## Aim of the task
When you reach the records below, output every one exactly as written but leave out any pictures.

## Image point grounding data
*** Block opens ***

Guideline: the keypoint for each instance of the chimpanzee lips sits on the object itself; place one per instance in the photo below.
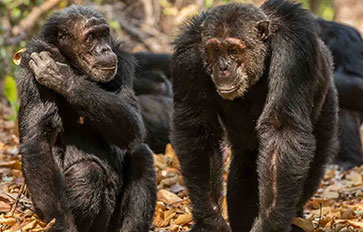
(230, 88)
(108, 68)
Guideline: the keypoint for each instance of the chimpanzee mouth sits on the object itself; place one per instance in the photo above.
(108, 68)
(231, 88)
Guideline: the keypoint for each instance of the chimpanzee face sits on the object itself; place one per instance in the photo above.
(86, 44)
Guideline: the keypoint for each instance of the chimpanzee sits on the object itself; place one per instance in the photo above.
(346, 45)
(154, 93)
(262, 76)
(81, 131)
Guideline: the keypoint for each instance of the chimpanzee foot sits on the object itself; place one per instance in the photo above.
(211, 225)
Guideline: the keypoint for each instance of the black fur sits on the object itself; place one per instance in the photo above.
(82, 154)
(283, 130)
(346, 45)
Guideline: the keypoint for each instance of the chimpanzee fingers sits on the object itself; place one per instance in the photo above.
(45, 55)
(36, 58)
(32, 65)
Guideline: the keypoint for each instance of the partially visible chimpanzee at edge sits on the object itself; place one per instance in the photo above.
(155, 96)
(264, 76)
(81, 131)
(346, 45)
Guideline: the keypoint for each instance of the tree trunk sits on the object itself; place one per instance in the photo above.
(349, 12)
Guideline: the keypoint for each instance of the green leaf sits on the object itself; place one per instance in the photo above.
(10, 90)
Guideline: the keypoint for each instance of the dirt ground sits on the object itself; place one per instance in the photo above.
(337, 206)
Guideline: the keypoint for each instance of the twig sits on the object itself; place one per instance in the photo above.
(21, 31)
(320, 216)
(49, 225)
(13, 207)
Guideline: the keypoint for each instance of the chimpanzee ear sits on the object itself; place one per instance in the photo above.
(263, 29)
(62, 34)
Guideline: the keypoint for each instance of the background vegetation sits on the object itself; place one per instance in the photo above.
(143, 24)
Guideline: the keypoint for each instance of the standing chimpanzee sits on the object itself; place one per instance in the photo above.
(81, 131)
(265, 76)
(155, 96)
(346, 45)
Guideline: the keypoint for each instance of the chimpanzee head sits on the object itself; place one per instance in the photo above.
(82, 36)
(234, 47)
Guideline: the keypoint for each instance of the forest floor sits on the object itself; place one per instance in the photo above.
(336, 207)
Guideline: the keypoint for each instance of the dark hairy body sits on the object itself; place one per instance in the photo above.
(80, 128)
(346, 45)
(262, 77)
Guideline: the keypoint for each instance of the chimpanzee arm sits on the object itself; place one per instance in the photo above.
(350, 91)
(38, 124)
(299, 78)
(113, 115)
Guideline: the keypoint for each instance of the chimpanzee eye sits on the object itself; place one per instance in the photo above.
(90, 38)
(232, 50)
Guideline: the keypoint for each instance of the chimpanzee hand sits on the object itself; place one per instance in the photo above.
(54, 75)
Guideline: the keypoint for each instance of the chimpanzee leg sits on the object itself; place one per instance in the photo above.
(326, 147)
(350, 153)
(283, 164)
(90, 197)
(242, 194)
(139, 191)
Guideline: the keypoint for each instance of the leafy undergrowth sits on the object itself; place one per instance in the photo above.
(337, 206)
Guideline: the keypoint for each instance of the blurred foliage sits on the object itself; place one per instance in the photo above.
(13, 11)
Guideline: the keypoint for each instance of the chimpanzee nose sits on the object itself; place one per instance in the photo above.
(106, 49)
(223, 65)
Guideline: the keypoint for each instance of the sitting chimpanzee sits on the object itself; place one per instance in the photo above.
(155, 96)
(264, 76)
(81, 131)
(346, 45)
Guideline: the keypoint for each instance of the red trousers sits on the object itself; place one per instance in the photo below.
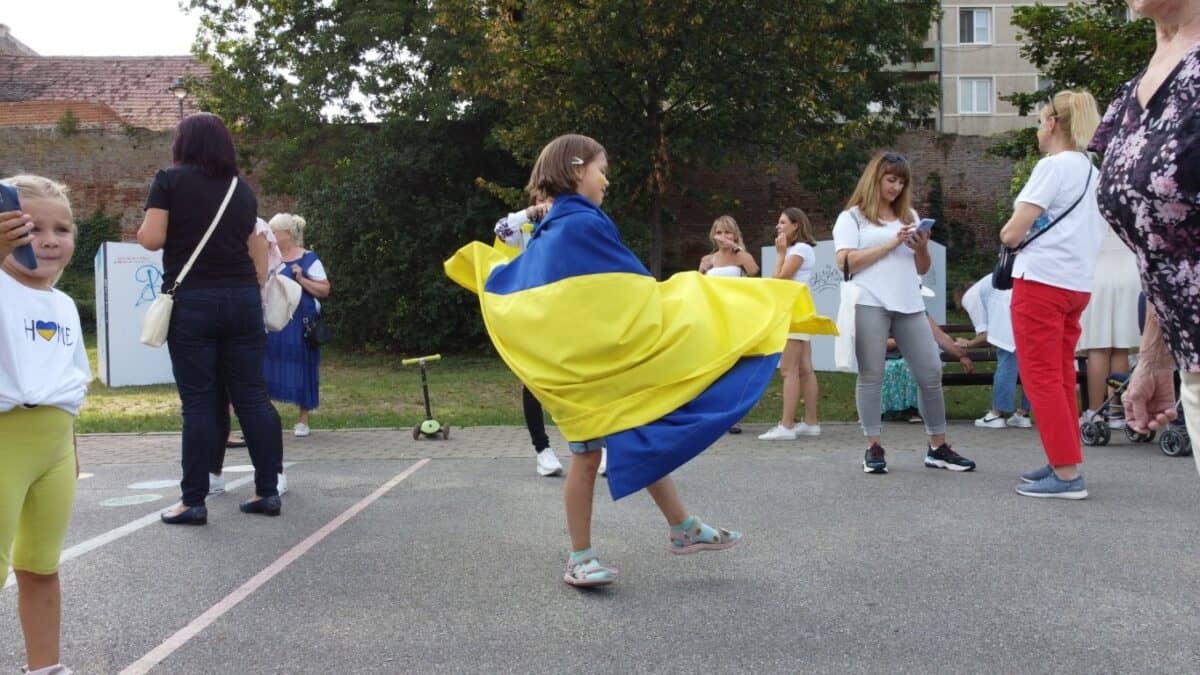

*** Block closes ***

## Exercise solution
Guideline: the keypoint for each instance of the chimpanzee lips sits on the object itself; place one per instance in the photo below.
(230, 88)
(108, 68)
Guideline: the keypoint for each instance of the chimpanzee mouth sits on the object itself; place one per instance in the photo above.
(108, 68)
(231, 88)
Guideline: the keypoint for each instance of the chimpanzee face sits on the object itself; place one per instance in the photo above.
(86, 44)
Guideline: the keypoint for each instance of the chimpanzee sits on the object itself; place one per instance in the photo above.
(346, 45)
(154, 93)
(262, 76)
(81, 131)
Guideline: the keypoint for each instance of the chimpanzee foot sits on the object itself; place one per instance in the photo above.
(211, 225)
Guideline: the keypoint for each instance of the black fur sits on the object itself; place one per instance in the photo above.
(82, 154)
(283, 130)
(346, 45)
Guideline: the keypoint for each instance of the chimpanzee fingers sits on the object itself; place one per instance in the photo above.
(45, 55)
(36, 58)
(32, 65)
Guideline: the keypoint for each instance of the partially visible chimpanzee at edge sits on the object itself; place one per instance in the photo above.
(155, 96)
(264, 76)
(81, 131)
(346, 45)
Guideline: the keypoint for each instance of the tree trunk sits on the object itself; place one per instance in the photo above.
(349, 12)
Guideline: the keypoint for each instance of the green leaf sits on the object itself; place one per instance in the photo above.
(10, 90)
Guideline: the keypoint for each instance of the dirt ground sits on the object itself; place one per instance in the photo above.
(337, 206)
Guideline: the keypoint for each instance of the twig sits on the object itself; place one per instance in the photo above.
(21, 31)
(320, 216)
(49, 225)
(13, 207)
Guideline: the keypoint for each instance of the chimpanzee ear sits on the object itself; place one per instance in the photo above.
(263, 29)
(62, 34)
Guideline: the keypoint for each instance of the background vegetation sits on the object itself; place one per instance in the photo above.
(143, 24)
Guideline: the keypoint for each instance of the standing chimpanzee sits on the object itself; place one per instance in the photo above.
(81, 131)
(265, 76)
(155, 96)
(346, 45)
Guideline: the keypoint for each instance of the chimpanzee head sits on the object itself; place one per instance in the photo above.
(82, 36)
(234, 47)
Guideline: the keypoint for each instance of the forest floor sits on the object itself; place one per instance in the photo above.
(336, 207)
Guideline: the keypoint for each instance of the dark hairy body sits on the object itself; place one per instance in the photo above.
(80, 128)
(346, 45)
(262, 77)
Guideline: the keypoint for each instance of the chimpanzee arm sits on the object itself; place one per instance in the photo above.
(350, 91)
(38, 124)
(299, 78)
(113, 115)
Guideline: the keypoint for each instance of the chimpanzee eye sits on the object itself; place one per instance in the photo above.
(90, 38)
(232, 50)
Guideline: the keypoint for each instance of the chimpanzee hand sits on the object itself; place one per instance in the photo above.
(54, 75)
Guideline: the keypoint for each instance of the chimpanzee leg sits on the object itself; place one per instance in the photo above.
(326, 147)
(350, 153)
(283, 164)
(90, 197)
(242, 194)
(139, 191)
Guideline: the keypoint for each instance of the leafy undergrowth sits on the object itself; place one per instance in the photo above.
(337, 206)
Guideline: the keypoint for each instance of the blurred foliage sits on the object itself; place one per instance in the photo above.
(13, 11)
Guideline: the keypoint for each instance of the chimpanzee nose sits on the object itself; place one per instance in the photo above.
(106, 49)
(223, 65)
Guideline: the keypoint for each instance of the sitting chimpanzee sits on the object itself; place one per instance in the photo above.
(155, 96)
(264, 76)
(81, 131)
(346, 45)
Guideline: the keypoint for each instance of the red trousers sits on the object itself; place one per instance in the photo below.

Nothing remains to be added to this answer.